Set problem:
Pictures should be excluded; otherwise, copy every entry exactly.

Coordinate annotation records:
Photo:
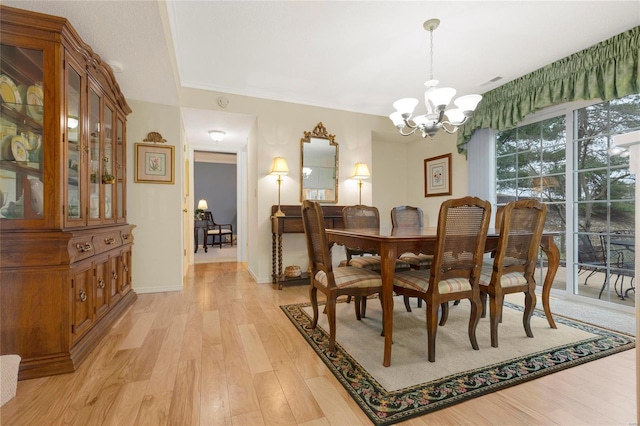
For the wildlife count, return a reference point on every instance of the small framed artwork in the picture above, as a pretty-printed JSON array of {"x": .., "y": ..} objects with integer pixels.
[
  {"x": 437, "y": 176},
  {"x": 154, "y": 163}
]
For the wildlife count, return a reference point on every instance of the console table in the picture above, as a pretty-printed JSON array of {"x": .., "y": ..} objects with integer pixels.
[{"x": 291, "y": 223}]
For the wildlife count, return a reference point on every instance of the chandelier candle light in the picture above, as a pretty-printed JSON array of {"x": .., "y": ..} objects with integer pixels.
[
  {"x": 436, "y": 101},
  {"x": 279, "y": 167},
  {"x": 360, "y": 172}
]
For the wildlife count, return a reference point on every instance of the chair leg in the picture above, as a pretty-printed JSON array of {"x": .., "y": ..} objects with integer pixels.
[
  {"x": 483, "y": 303},
  {"x": 444, "y": 308},
  {"x": 432, "y": 329},
  {"x": 474, "y": 319},
  {"x": 529, "y": 305},
  {"x": 406, "y": 303},
  {"x": 331, "y": 317},
  {"x": 495, "y": 307},
  {"x": 313, "y": 297},
  {"x": 382, "y": 306},
  {"x": 356, "y": 305}
]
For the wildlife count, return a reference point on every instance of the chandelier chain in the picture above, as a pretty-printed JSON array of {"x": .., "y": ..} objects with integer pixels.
[{"x": 431, "y": 54}]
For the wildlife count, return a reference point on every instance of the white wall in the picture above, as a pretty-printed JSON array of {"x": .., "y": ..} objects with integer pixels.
[
  {"x": 396, "y": 163},
  {"x": 398, "y": 174},
  {"x": 278, "y": 131},
  {"x": 155, "y": 209}
]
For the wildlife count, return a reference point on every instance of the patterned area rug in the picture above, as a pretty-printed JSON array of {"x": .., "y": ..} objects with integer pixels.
[{"x": 413, "y": 387}]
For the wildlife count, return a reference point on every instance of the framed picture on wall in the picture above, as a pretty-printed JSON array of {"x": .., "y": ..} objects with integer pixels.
[
  {"x": 437, "y": 176},
  {"x": 154, "y": 163}
]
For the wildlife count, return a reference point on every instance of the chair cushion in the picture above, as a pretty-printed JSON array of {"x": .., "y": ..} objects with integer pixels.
[
  {"x": 419, "y": 280},
  {"x": 351, "y": 277},
  {"x": 217, "y": 231},
  {"x": 507, "y": 280},
  {"x": 417, "y": 259}
]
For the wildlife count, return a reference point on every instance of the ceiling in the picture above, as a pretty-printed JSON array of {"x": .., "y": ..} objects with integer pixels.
[{"x": 348, "y": 55}]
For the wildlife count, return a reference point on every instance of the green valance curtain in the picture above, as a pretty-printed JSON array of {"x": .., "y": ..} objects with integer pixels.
[{"x": 607, "y": 70}]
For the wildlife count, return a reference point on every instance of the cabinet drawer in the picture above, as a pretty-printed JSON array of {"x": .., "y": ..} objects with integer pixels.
[
  {"x": 127, "y": 236},
  {"x": 107, "y": 241},
  {"x": 80, "y": 248}
]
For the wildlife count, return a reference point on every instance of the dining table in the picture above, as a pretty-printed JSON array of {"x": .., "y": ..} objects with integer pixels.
[{"x": 389, "y": 243}]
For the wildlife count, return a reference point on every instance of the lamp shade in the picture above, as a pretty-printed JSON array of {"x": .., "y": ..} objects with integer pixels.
[
  {"x": 202, "y": 204},
  {"x": 217, "y": 135},
  {"x": 279, "y": 166},
  {"x": 72, "y": 122},
  {"x": 361, "y": 171}
]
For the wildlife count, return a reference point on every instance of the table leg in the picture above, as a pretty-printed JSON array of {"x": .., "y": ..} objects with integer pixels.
[
  {"x": 196, "y": 234},
  {"x": 388, "y": 254},
  {"x": 274, "y": 277},
  {"x": 550, "y": 249},
  {"x": 279, "y": 261}
]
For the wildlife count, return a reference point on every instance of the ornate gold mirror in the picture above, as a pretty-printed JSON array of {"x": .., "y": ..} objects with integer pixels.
[{"x": 319, "y": 166}]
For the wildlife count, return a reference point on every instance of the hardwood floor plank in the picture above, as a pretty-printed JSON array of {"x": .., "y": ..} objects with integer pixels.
[
  {"x": 253, "y": 418},
  {"x": 165, "y": 368},
  {"x": 215, "y": 407},
  {"x": 257, "y": 358},
  {"x": 185, "y": 402},
  {"x": 154, "y": 409},
  {"x": 301, "y": 401},
  {"x": 273, "y": 404},
  {"x": 124, "y": 410}
]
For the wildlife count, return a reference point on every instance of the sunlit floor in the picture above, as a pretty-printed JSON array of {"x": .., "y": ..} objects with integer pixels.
[
  {"x": 594, "y": 284},
  {"x": 216, "y": 254}
]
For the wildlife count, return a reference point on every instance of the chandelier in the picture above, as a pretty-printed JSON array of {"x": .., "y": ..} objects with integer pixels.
[{"x": 436, "y": 101}]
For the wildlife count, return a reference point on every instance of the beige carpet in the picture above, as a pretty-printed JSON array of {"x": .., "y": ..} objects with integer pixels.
[
  {"x": 412, "y": 386},
  {"x": 454, "y": 355}
]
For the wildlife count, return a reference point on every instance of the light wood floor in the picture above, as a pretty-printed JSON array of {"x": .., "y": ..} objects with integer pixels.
[{"x": 221, "y": 352}]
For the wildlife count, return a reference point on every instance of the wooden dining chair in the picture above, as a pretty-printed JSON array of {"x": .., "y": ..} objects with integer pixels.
[
  {"x": 411, "y": 217},
  {"x": 361, "y": 216},
  {"x": 333, "y": 282},
  {"x": 513, "y": 267},
  {"x": 463, "y": 224}
]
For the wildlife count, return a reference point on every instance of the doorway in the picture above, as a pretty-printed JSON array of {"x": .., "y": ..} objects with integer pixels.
[{"x": 215, "y": 197}]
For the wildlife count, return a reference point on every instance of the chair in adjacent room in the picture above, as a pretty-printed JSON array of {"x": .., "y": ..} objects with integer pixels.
[
  {"x": 333, "y": 282},
  {"x": 514, "y": 264},
  {"x": 224, "y": 232},
  {"x": 463, "y": 224}
]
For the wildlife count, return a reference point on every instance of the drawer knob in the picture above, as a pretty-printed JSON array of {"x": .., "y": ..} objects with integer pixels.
[{"x": 83, "y": 247}]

The response:
Photo:
For the wildlife count, return a reference point on every instance of the small framed artwork in the picture above, as a pretty-printed JSON array of {"x": .., "y": ..} objects with integer pixels.
[
  {"x": 437, "y": 176},
  {"x": 154, "y": 163}
]
For the wildlife count, return a reference point on every instance of the console table in the picture above, as a pretty-printed JSON array of {"x": .., "y": ..} objects with integer pixels.
[{"x": 291, "y": 223}]
For the wildlife count, return a reference point on every instance of the chandelier candle light in the picture above, as a pretty-printed JSON array of {"x": .., "y": ..} objects with integer pixels.
[
  {"x": 436, "y": 101},
  {"x": 279, "y": 167},
  {"x": 360, "y": 172}
]
For the wildlife count, return a reference point on every instance of the chair leg in the picture above, as a pretty-printed JSON array of {"x": .., "y": ..} objects with integer pixels.
[
  {"x": 483, "y": 303},
  {"x": 444, "y": 308},
  {"x": 432, "y": 329},
  {"x": 474, "y": 319},
  {"x": 529, "y": 305},
  {"x": 406, "y": 303},
  {"x": 331, "y": 317},
  {"x": 495, "y": 307},
  {"x": 313, "y": 297},
  {"x": 382, "y": 306},
  {"x": 356, "y": 305}
]
For the wildlife count, return a reference point on every instance of the chandelier chain in the picture above, as a pretty-printed JSON array of {"x": .., "y": ..} objects with integer pixels.
[{"x": 431, "y": 54}]
For the wildlife count, return a reference point on every instance of the white wall in the picture above, as a pretty-printed JSON array of {"x": .., "y": ..} objects with integer pixels.
[
  {"x": 396, "y": 163},
  {"x": 398, "y": 174},
  {"x": 278, "y": 131},
  {"x": 155, "y": 209}
]
For the wildlife count, return a reference point on every instance of the patterned area rug in the picture above, as a pretty-printed JSON array of {"x": .., "y": ..} objects with integer pixels.
[{"x": 413, "y": 387}]
For the wildlife count, return a reference point on every instance of the framed picture on wall in the picture above, as a pretty-printed JSON array of {"x": .., "y": ..} objects with integer pixels.
[
  {"x": 437, "y": 176},
  {"x": 154, "y": 163}
]
For the wildlife count, return a reference point on every instance of the chair cushion in the picture above, as a pretty-printed JSON array of {"x": .., "y": ..} objects with integer pixels.
[
  {"x": 419, "y": 280},
  {"x": 351, "y": 277},
  {"x": 217, "y": 231},
  {"x": 507, "y": 280},
  {"x": 417, "y": 259}
]
For the wildlife count, return a reference point on every instance of the ceiling in the picture above, as a pretty-printed JSON array of {"x": .., "y": ..} objects with integer pixels.
[{"x": 348, "y": 55}]
For the wildlife count, return a reference point on every instance of the green valance curtain in the picture above, as a pretty-printed JSON array of {"x": .., "y": ..} objects with integer pixels.
[{"x": 607, "y": 70}]
For the wildlife count, return a reference point on every instance of the cabinet drawer in the picture above, as a pretty-printed JSON array of {"x": .., "y": ..} objects with integer pixels.
[
  {"x": 127, "y": 236},
  {"x": 107, "y": 241},
  {"x": 80, "y": 248}
]
For the wildlife count, return a reference point on every instance of the dining table in the picture above, as a pretty-printed JSON array of {"x": .., "y": ..} objects with integer pixels.
[{"x": 389, "y": 243}]
For the wildlife count, return a reference point on every instance of the lamp shade in the picture above, as a pretty-printed JSON array of {"x": .., "y": ..} objects with integer pixels.
[
  {"x": 202, "y": 204},
  {"x": 217, "y": 135},
  {"x": 279, "y": 166},
  {"x": 72, "y": 122},
  {"x": 361, "y": 171}
]
For the wildlife count, return a reference point on every instance of the table leg in the picture above, as a pretty-printed JSON array of {"x": .., "y": ..} objects with integer pixels.
[
  {"x": 196, "y": 234},
  {"x": 388, "y": 254},
  {"x": 274, "y": 277},
  {"x": 550, "y": 249},
  {"x": 279, "y": 261}
]
For the wildlife count, return a reference point on every instance of the ornate gold mirror in the picture above, as a pretty-printed JSON array of {"x": .., "y": ..} objects with integer pixels.
[{"x": 319, "y": 166}]
For the wildlife count, return a reference point on every instance of the hardwood floor plank in the picture above, as a pretty-printed JSON array of {"x": .., "y": ..} objects with integer pixels.
[
  {"x": 253, "y": 418},
  {"x": 165, "y": 368},
  {"x": 215, "y": 407},
  {"x": 257, "y": 358},
  {"x": 185, "y": 402},
  {"x": 154, "y": 409},
  {"x": 301, "y": 401},
  {"x": 273, "y": 404},
  {"x": 124, "y": 410}
]
For the wildlife count, return a reference point on every instance of the sunlit floor in the picture above, as a pretty-printed JSON array of {"x": .., "y": ..} objects with integer pixels.
[
  {"x": 594, "y": 284},
  {"x": 216, "y": 254}
]
For the wildlife count, return a reference point on every instance of the chandelier in the picture above, as a pretty-printed JSON array of {"x": .., "y": ..} objects with integer pixels.
[{"x": 436, "y": 101}]
For the wildlife count, return a reference point on every instance of the beige carpet in the picture above, as a pretty-printed JSON array of {"x": .., "y": ..} objects with integer pixels.
[
  {"x": 412, "y": 386},
  {"x": 454, "y": 355}
]
For the wildlife count, return a reference point on every instance of the light wood floor in the picture above, as a pretty-printed JSON array of {"x": .., "y": ..} objects with integer pixels.
[{"x": 221, "y": 352}]
For the wildlife count, return a reference point on every instance of the wooden dining chair in the picture above, as a pretty-printed JSON array of {"x": .., "y": ..} objects with integer pixels.
[
  {"x": 411, "y": 217},
  {"x": 361, "y": 216},
  {"x": 333, "y": 282},
  {"x": 513, "y": 267},
  {"x": 463, "y": 224}
]
For the wildlife count, return a reference point on every instance of the doorway in the picture above, as a pretty-printed JSON array of {"x": .., "y": ..} objects with integer pixels.
[{"x": 215, "y": 197}]
For the wildlife count, return a reference point on every instance of the chair in adjacent room in the picture above, as a pretty-printed JSON array of {"x": .., "y": ..} objects with integer pixels.
[
  {"x": 333, "y": 282},
  {"x": 514, "y": 264},
  {"x": 224, "y": 232},
  {"x": 463, "y": 224}
]
For the wildlife count, return a reference point on every instance of the drawer knob in the picture above, as a pretty-printed JSON array of {"x": .., "y": ..} objects with integer pixels.
[{"x": 83, "y": 247}]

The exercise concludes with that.